● Records for this exercise:
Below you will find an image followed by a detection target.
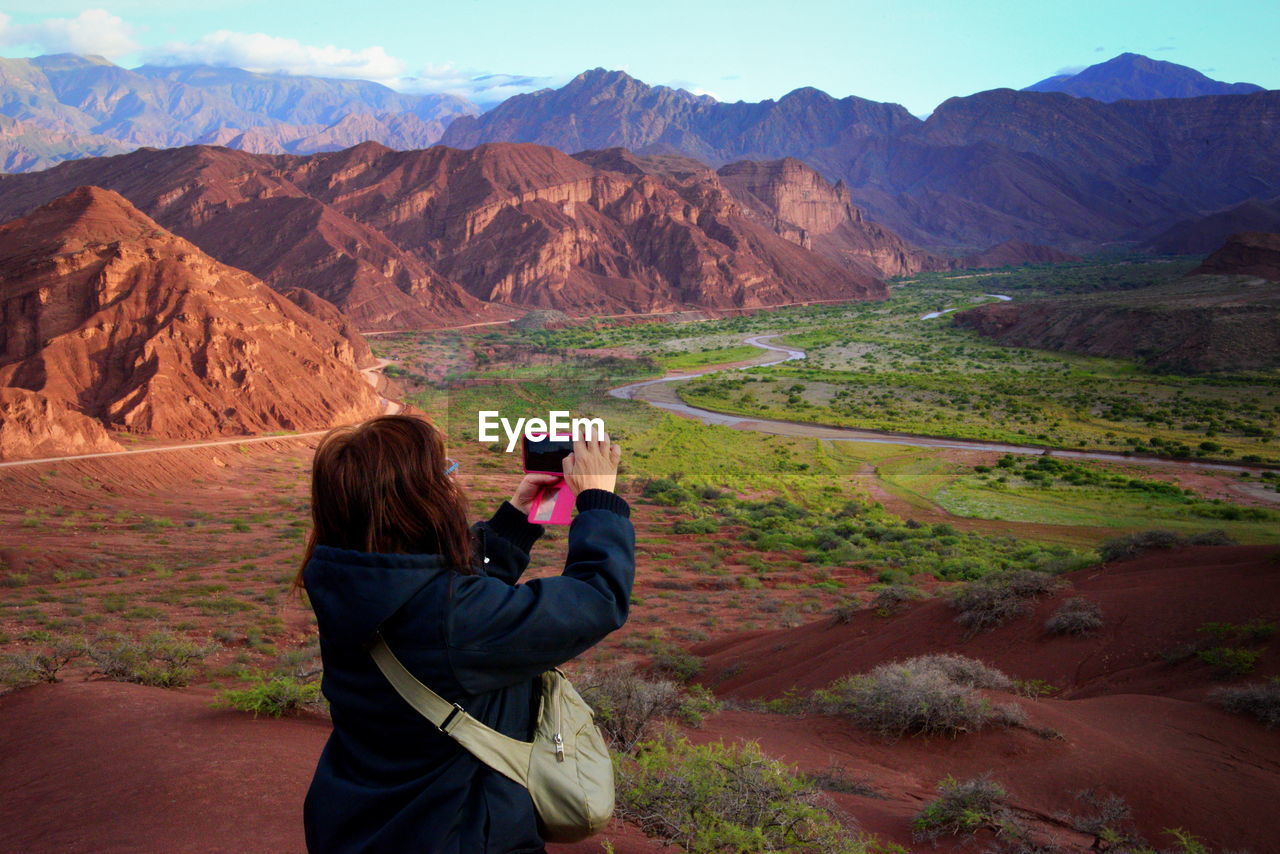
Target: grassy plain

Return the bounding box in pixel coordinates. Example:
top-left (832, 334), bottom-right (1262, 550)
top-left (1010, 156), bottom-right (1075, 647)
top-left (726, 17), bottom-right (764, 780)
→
top-left (680, 264), bottom-right (1280, 463)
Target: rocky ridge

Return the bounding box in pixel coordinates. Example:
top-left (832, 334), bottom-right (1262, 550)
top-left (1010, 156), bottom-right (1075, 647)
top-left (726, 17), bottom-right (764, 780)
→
top-left (0, 187), bottom-right (380, 450)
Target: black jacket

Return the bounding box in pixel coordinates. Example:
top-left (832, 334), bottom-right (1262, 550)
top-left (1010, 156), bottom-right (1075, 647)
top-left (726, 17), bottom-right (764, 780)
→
top-left (303, 489), bottom-right (635, 854)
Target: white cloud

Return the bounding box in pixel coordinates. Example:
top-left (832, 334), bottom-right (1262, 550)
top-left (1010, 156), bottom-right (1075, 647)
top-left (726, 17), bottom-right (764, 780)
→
top-left (0, 9), bottom-right (138, 58)
top-left (385, 63), bottom-right (568, 106)
top-left (145, 29), bottom-right (566, 106)
top-left (146, 29), bottom-right (404, 82)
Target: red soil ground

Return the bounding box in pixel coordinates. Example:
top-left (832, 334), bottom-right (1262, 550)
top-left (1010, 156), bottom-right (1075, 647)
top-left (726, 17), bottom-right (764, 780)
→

● Written exercise:
Rewrite the whole listing above with "pixel coordinates" changed to "absolute coordinates" wherever it occurs, keeping everything else the same. Leave the pictures out.

● Full response:
Below you will find an image followed by a detection target.
Target: grassy plain

Return the bounding box in absolute coordinates. Example:
top-left (832, 334), bottom-right (1262, 550)
top-left (1010, 156), bottom-right (1075, 647)
top-left (726, 17), bottom-right (764, 780)
→
top-left (680, 264), bottom-right (1280, 463)
Target: rocky ridge

Return the bounding box in absolute coordinates. Example:
top-left (832, 334), bottom-right (1262, 550)
top-left (1010, 156), bottom-right (1075, 647)
top-left (726, 17), bottom-right (764, 780)
→
top-left (0, 187), bottom-right (380, 450)
Target: black jacket

Return the bounding box in absolute coordinates. Example:
top-left (832, 334), bottom-right (1262, 550)
top-left (1010, 156), bottom-right (1075, 647)
top-left (726, 17), bottom-right (764, 780)
→
top-left (303, 489), bottom-right (635, 854)
Target: white cloud

Return the bounding box in absolute coordinates. Example:
top-left (832, 334), bottom-right (1262, 550)
top-left (1010, 156), bottom-right (1075, 647)
top-left (726, 17), bottom-right (764, 780)
→
top-left (0, 9), bottom-right (138, 58)
top-left (385, 63), bottom-right (568, 106)
top-left (145, 29), bottom-right (566, 106)
top-left (146, 29), bottom-right (404, 82)
Target: red soil ground

Return the bounding box in absolute coordinates. Example:
top-left (832, 334), bottom-right (1262, 550)
top-left (1010, 156), bottom-right (1075, 647)
top-left (726, 17), bottom-right (764, 780)
→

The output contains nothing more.